DIRECTION: Count how many lines of the material below contain the string "door", with uppercase and lowercase matching. Reply with the number alone.

EXERCISE MATERIAL:
--- START ---

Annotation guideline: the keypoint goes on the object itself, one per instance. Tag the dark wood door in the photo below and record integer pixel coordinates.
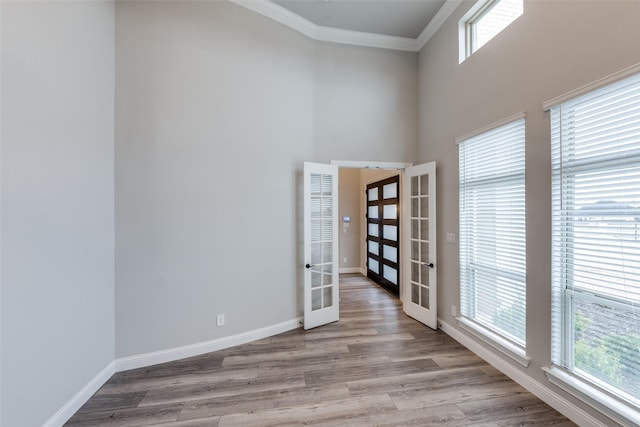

--- END ---
--- START ---

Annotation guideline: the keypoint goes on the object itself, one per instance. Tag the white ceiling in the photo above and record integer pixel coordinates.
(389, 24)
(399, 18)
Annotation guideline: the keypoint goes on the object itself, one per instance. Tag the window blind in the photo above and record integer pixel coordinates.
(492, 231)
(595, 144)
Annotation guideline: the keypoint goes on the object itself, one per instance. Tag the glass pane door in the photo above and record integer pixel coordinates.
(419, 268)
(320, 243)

--- END ---

WRITTEN REPLY: 2